* [Consegna]:
Prosegui la pagina su Demostene a partire dalla sua ultima frase.

--- Pagina ---

L'oratoria: Lisia, Isocrate, Demostene

Demostene

È il più grande degli oratori greci e, insieme, uomo politico e figura di importanza fondamentale per il mondo greco. La sua vita e la sua opera si intrecciano strettamente con le vicende politiche di Atene, nel momento della caduta sotto la potenza macedone.

La vita e le opere

Nacque ad Atene nel 384 a.C. da una famiglia agiata ma, rimasto orfano di padre giovanissimo e caduto in balia di tutori disonesti, dovette intentare loro causa per recuperare i suoi beni. Di questo processo restano le tre orazioni Contro Afobo e le due Contro Onetore (363-362), che risentono degli insegnamenti di Iseo, oratore e logografo attivo ad Atene nella prima metà del IV sec. Quale che fosse l'esito della controversia, Demostene dovette comunque intraprendere la carriera di logografo (oratore giudiziario per conto di altri). Negli anni intorno alla metà del secolo, debuttò come oratore politico, con una serie di discorsi concernenti sia provvedimenti amministrativi ed economici, sia problemi propriamente politici (Contro Androzione, 355; Contro Leptine, 355; Contro Timocrate, 353; Sulle simmorie, 354-353; Per i Megalopolitani, 353-352; Per la libertà dei Rodii, 351). Nel 351 (o, secondo alcuni, nel 349) pronunciò la I Filippica, vibrante denuncia della politica del re macedone Filippo II, la cui risoluta determinazione è contrapposta appassionatamente all'inerzia degli ateniesi. Negli anni 349-348 compose le tre Olintiache, per sollecitare un rapido ed efficace intervento a difesa della città di Olinto, nella Calcidica, assediata e successivamente soggiogata da Filippo. Di fronte alla politica aggressiva ed espansionistica del sovrano di Macedonia, Atene decise di trattare la pace; nel 348, Demostene fu inviato presso Filippo con l'oratore Eschine (suo avversario) e l'uomo politico Filocrate: nel 346 la pace, che Demostene presentò come una tregua necessaria, fu conclusa. Ma, due anni dopo, nel 344, l'oratore pronunciò la II Filippica, attaccando di nuovo il re di Macedonia e insieme accusando Eschine di essersi lasciato corrompere da lui. Ne seguì un processo di cui resta la testimonianza delle orazioni dei due contendenti (entrambe intitolate Sulla corrotta ambasceria). Al 341 risalgono la III Filippica (nuova veemente denuncia dell'operato del re) e Sui fatti del Chersonneso (per opporsi al ritiro della flotta ateniese dal Chersonneso). Di poco posteriore è la IV Filippica, di cui si è discussa l'autenticità.

--- Informazioni riportate ---

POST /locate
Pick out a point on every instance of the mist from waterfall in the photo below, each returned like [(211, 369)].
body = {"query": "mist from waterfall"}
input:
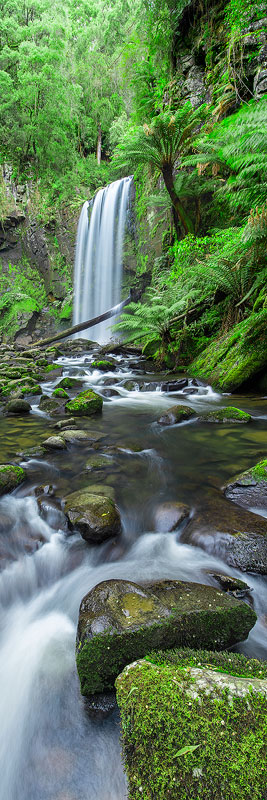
[(98, 260)]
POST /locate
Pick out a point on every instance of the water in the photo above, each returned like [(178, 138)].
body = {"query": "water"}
[(98, 262), (49, 748)]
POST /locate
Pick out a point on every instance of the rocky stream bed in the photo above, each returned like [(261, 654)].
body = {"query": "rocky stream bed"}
[(137, 481)]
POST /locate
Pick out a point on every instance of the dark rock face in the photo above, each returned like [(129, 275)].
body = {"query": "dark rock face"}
[(237, 536), (249, 489), (168, 516), (176, 414), (94, 516), (120, 621)]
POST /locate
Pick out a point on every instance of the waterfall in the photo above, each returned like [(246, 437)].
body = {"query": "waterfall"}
[(98, 260)]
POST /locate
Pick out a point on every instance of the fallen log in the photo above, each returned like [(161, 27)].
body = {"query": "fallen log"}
[(82, 326)]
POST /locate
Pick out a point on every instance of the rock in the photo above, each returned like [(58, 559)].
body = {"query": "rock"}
[(104, 366), (94, 516), (237, 357), (249, 489), (119, 621), (85, 404), (18, 407), (236, 536), (55, 443), (62, 424), (10, 477), (190, 725), (168, 516), (174, 386), (228, 414), (75, 436), (176, 414)]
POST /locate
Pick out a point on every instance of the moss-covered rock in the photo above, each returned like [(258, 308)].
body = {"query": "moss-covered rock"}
[(95, 517), (230, 414), (85, 404), (176, 414), (104, 366), (231, 533), (192, 731), (60, 392), (120, 621), (10, 477), (236, 357), (249, 489)]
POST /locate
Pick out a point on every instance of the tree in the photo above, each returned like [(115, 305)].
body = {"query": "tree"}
[(161, 145)]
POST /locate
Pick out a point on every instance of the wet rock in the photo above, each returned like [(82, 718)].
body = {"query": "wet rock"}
[(168, 516), (85, 404), (176, 414), (55, 443), (174, 386), (228, 414), (120, 621), (18, 407), (10, 477), (94, 516), (236, 536), (249, 489)]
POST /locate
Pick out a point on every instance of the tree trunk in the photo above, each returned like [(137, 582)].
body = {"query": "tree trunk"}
[(82, 326), (179, 211), (99, 144)]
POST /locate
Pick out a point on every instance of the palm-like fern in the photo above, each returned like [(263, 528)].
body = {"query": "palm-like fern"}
[(161, 144)]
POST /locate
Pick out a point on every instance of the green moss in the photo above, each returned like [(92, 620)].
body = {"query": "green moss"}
[(85, 404), (236, 357), (10, 477), (60, 392), (221, 731)]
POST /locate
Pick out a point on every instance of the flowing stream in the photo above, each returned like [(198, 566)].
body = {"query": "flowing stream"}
[(98, 262), (49, 748)]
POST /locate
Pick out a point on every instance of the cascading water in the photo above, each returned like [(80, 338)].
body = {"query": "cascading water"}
[(98, 261)]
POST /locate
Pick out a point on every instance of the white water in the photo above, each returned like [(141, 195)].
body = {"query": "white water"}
[(98, 261)]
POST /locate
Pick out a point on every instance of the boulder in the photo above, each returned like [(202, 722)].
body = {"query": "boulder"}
[(168, 516), (176, 414), (236, 536), (10, 477), (194, 726), (249, 489), (120, 621), (229, 414), (85, 404), (18, 407), (94, 516)]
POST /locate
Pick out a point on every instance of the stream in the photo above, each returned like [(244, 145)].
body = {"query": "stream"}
[(49, 748)]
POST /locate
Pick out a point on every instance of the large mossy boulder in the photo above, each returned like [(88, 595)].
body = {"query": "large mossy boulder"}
[(85, 404), (120, 621), (233, 534), (194, 726), (95, 517), (237, 357), (10, 477), (249, 489)]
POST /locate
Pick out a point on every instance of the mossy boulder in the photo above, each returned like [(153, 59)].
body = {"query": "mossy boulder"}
[(233, 534), (120, 621), (18, 406), (10, 477), (85, 404), (95, 517), (104, 365), (249, 489), (230, 414), (193, 730), (60, 392), (176, 414), (235, 358)]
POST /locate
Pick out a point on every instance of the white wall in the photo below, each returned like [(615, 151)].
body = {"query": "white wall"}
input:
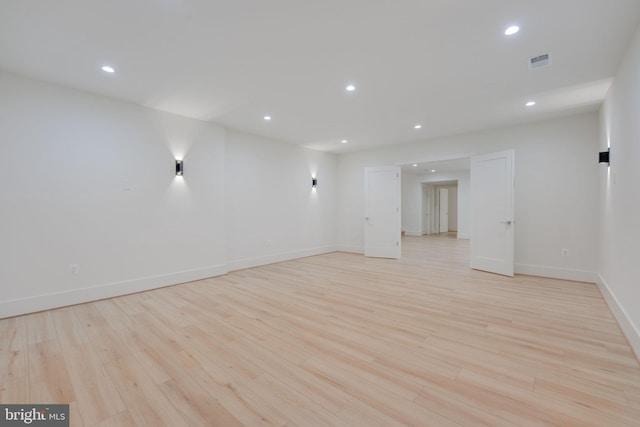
[(411, 209), (91, 181), (273, 214), (452, 207), (556, 189), (620, 196)]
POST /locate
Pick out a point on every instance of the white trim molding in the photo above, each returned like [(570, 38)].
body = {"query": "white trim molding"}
[(17, 307), (630, 331), (556, 273)]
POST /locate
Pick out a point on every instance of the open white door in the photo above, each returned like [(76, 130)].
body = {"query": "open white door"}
[(444, 210), (382, 212), (492, 207)]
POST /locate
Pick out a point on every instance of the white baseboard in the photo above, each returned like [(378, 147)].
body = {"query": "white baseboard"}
[(285, 256), (626, 324), (350, 249), (49, 301), (557, 273)]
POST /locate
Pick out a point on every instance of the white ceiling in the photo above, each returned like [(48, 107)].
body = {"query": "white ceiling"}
[(445, 64), (440, 167)]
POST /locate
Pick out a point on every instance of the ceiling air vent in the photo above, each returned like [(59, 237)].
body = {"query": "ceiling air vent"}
[(540, 61)]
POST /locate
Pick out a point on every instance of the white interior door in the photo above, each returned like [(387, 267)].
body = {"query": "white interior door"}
[(444, 210), (382, 212), (492, 208)]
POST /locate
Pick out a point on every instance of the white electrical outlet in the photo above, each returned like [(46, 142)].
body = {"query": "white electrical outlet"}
[(74, 269)]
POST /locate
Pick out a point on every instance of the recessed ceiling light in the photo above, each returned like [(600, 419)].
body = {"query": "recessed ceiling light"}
[(512, 30)]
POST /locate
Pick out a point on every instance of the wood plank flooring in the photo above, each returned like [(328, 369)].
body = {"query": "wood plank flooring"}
[(333, 340)]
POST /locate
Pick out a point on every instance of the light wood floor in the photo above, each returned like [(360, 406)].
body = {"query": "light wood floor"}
[(333, 340)]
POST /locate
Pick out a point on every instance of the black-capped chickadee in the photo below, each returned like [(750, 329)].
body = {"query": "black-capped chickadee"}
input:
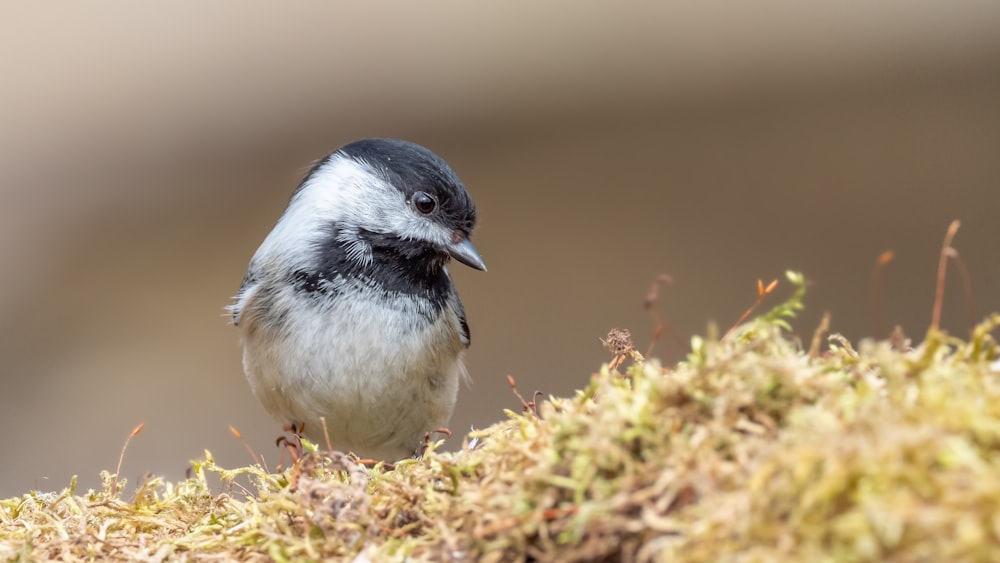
[(347, 311)]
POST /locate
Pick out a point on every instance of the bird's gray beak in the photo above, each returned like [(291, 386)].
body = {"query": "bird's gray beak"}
[(464, 252)]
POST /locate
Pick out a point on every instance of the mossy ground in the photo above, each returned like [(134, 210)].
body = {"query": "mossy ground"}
[(752, 449)]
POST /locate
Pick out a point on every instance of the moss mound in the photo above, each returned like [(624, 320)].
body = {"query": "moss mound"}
[(752, 449)]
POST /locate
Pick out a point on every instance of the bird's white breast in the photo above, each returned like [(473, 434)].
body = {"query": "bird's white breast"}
[(380, 379)]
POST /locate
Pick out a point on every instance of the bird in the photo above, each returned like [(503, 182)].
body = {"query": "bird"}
[(352, 329)]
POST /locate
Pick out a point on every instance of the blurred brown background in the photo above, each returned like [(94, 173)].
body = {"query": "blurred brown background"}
[(145, 152)]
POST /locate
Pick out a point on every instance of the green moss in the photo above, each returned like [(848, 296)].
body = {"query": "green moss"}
[(749, 450)]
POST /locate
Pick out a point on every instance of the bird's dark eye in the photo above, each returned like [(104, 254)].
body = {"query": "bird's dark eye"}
[(424, 202)]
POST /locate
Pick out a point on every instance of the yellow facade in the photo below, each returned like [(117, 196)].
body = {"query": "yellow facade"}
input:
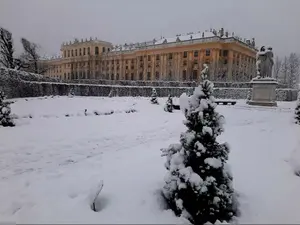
[(177, 59)]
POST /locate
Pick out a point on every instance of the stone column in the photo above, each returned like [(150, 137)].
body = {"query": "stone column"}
[(230, 64)]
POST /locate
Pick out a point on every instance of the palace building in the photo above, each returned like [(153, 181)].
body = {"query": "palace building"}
[(180, 58)]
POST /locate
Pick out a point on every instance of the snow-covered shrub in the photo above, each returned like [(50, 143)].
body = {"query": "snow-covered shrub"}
[(169, 104), (198, 184), (5, 117), (249, 95), (154, 97), (297, 110), (111, 93), (71, 93)]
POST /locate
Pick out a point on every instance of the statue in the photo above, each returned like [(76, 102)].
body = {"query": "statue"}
[(264, 62)]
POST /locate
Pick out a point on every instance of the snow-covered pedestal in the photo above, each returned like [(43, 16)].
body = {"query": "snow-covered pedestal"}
[(263, 92)]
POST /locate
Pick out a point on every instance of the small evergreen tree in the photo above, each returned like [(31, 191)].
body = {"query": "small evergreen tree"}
[(249, 95), (111, 93), (71, 93), (5, 118), (198, 185), (169, 104), (297, 110), (154, 97)]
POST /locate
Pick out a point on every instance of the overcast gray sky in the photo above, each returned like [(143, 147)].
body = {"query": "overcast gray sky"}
[(50, 22)]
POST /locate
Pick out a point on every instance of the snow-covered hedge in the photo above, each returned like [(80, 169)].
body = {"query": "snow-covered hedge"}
[(162, 83), (34, 89), (11, 74), (22, 84)]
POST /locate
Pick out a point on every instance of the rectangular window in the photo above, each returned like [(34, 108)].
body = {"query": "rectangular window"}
[(157, 75), (195, 74), (184, 54), (148, 76), (225, 53), (184, 75), (207, 52), (195, 53)]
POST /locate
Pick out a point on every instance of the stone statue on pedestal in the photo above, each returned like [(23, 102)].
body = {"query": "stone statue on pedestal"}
[(264, 85), (265, 62)]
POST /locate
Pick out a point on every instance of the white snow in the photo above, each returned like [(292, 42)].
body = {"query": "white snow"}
[(213, 162), (49, 166)]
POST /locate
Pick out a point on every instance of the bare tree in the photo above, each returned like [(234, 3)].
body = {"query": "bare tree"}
[(283, 74), (31, 54), (293, 70), (6, 48), (277, 67)]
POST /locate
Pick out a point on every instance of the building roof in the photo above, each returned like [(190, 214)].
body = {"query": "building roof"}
[(221, 34)]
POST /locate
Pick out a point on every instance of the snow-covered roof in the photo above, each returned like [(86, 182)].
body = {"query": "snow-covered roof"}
[(182, 38), (51, 57), (186, 37)]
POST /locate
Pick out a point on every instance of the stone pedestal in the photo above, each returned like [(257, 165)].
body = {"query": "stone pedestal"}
[(263, 92)]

---

* [Svolgimento]:
Gli ultimi anni

Sebbene Atene fosse riuscita a coalizzare intorno a sé, in funzione antimacedone, una lega di città, essa fu travolta dalle falangi di Filippo a Cheronea (338). La sconfitta fu avvertita subito come totale e definitiva e Demostene la evocò, in seguito, come evento fatale, voluto dal destino, cui nessuna energia umana avrebbe potuto opporsi. Dopo questa disfatta, la fama di Demostene si oscurò e gli ultimi anni della sua attività furono i più difficili. La sua credibilità venne del tutto offuscata dallo scandalo di Arpalo, il tesoriere di Alessandro (che nel frattempo era salito al trono di Macedonia). Il cospicuo tesoro che il funzionario macedone aveva portato ad Atene era stato manomesso e dell'ammanco era stato accusato Demostene, che fu condannato al pagamento di una forte multa e, non essendo in grado di pagarla, dovette andare in esilio. Dopo la morte di Alessandro (323), fu richiamato ad Atene quando, in una breve quanto vana fiammata di orgoglio, la città si illuse di poter recuperare la libertà. Ma l'insurrezione fu subito domata dal generale macedone Antipatro, reggente della Macedonia, che occupò Atene con le armi e annientò la resistenza antimacedone. Il grande oratore, condannato a morte, fuggì presso il tempio di Poseidone nell'isola di Calauria (nella Grecia meridionale): lì, nel 322 a.C. anticipò la cattura, avvelenandosi.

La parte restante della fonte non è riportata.